Photo by Bryan Minear on Unsplash
Then there’s the whole actions versus words aspect. People say they want things but don’t act accordingly. If we really want something, our behavior reflects it. If our behavior does not reflect our stated wants, we’re deceiving ourselves, or someone else, or both. I deeply distrust mixed messages. More unpleasant territory and old trauma.
Choice is in there, too. Choice is a big subject and a major theme in this blog. As I’ve mused on the statement ‘we all do what we want to do’ and made notes (you know I always make notes), I’ve wondered how we can compare a parent in some war-torn place attempting to keep their starving child alive another day with a wealthy person trying to decide if they want to fly their private plane to Paris for dinner or stay in and watch a movie in their in-home theater and have their chef prepare a seven-course meal. With wine, naturally.
One person has limited choices, all excruciating, to achieve continued survival for a few hours. The other has almost unlimited choices, all luxuries. How can I possibly compare the two? Can we say the parent trying to keep their child alive is doing what they want to do? Come on! Yet they do want to keep their child alive, right?
Perhaps it seems complicated and confusing because it’s complicated and confusing.
I wound up with a page full of notes, some sobering personal revelations, and a hairball.
On an internet search, I found articles pointing out the distinction between doing exactly what we want to do in any given moment (a toddler or a hedonist) and doing things we don’t want to do in service to an outcome we do want. That made sense to me.
If we focus on wanted outcomes rather than individual actions, we must have the ability to plan, look ahead, anticipate, and understand possible consequences of our actions. We also must attempt to predict the responses and reactions of the people around us to our actions, which means we have to understand something about emotional intelligence …
Photo by Manuel Sardo on Unsplash
… and now we’re back in the puckerbrush. I hate predictions. I don’t like leaps of faith. (I have a magnet on my fridge that says “Leap and the net will appear.” I don’t know why I keep it. It makes me mad every time I read it. Show me the warranty on that net. Show me the weight testing. Show me the damn net, in fact. Who will set it up when I leap? Are they paying attention or looking at their phone?) I trust my intuition, but I know I can be wrong. People are unpredictable. Life is unpredictable.
And yet we humans, including me, make choices all day long every day based on what we think will or might or could happen next. I’ve written about attachment to outcomes before. As I get older I’ve replaced a lot of my desired specific outcomes with simply wanting to know I did my best, regardless of outcomes. I may not like the outcome I get, but my integrity remains intact.

-=-=-

• **PROMPT**
Carry on the blog passage about wanting, choosing, and outcomes, starting after its last sentence. The records that follow are separate from the passage above.

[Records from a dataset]

-=-=-

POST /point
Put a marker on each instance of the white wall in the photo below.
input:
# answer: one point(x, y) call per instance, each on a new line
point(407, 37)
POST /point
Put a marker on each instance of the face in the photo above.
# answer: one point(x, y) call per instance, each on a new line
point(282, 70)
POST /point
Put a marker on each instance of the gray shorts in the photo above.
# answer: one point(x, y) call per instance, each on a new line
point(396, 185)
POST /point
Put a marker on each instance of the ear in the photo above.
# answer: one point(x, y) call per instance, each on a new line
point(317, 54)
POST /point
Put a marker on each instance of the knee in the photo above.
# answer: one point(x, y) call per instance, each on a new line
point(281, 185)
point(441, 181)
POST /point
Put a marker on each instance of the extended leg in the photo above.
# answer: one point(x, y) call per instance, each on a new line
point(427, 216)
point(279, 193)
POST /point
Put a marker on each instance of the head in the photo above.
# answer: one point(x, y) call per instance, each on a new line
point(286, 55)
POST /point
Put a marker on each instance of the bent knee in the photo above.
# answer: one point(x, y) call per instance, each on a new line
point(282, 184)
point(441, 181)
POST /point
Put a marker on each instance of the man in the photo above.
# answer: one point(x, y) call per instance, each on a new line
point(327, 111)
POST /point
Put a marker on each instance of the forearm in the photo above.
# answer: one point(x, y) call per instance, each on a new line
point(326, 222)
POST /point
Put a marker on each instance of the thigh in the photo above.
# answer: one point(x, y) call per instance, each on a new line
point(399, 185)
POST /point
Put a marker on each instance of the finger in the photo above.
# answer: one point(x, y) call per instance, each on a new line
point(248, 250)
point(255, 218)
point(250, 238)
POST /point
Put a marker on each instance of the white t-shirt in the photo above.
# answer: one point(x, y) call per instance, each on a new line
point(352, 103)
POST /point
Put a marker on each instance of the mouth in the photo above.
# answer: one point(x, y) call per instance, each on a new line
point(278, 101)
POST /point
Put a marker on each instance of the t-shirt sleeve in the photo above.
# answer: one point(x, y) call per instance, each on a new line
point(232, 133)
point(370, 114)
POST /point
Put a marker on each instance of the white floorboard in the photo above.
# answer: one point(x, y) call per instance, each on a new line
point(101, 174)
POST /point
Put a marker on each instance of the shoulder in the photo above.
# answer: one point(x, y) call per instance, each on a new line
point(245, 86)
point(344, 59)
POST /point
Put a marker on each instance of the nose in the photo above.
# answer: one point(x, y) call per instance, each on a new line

-=-=-

• **REPLY TO THE TASK**
And then there are the people who don’t seem to understand actions and consequences in any kind of relationship. They choose what they choose in the moment and are hurt and/or outraged to discover the downstream consequences of that choice, especially in the context of many other choices. I observe this is a frequent divide along male/female lines. Women generally see everything as connected. Men generally see most things as discrete, in their own box. This is just one reason why I think “romantic” male/female relationships can be so devastating. We are often on different pages without knowing it.
If it’s true that we all do what we want in service to a desired outcome, what happens when my choices collide with yours? If you perceive me as blocking progress to your desired outcome you’re going to feel angry, and vice versa. We’re going to want each other to make different choices aligning with our personal desires. Most of the time, people won’t do that. We’re all attached to the outcomes we want.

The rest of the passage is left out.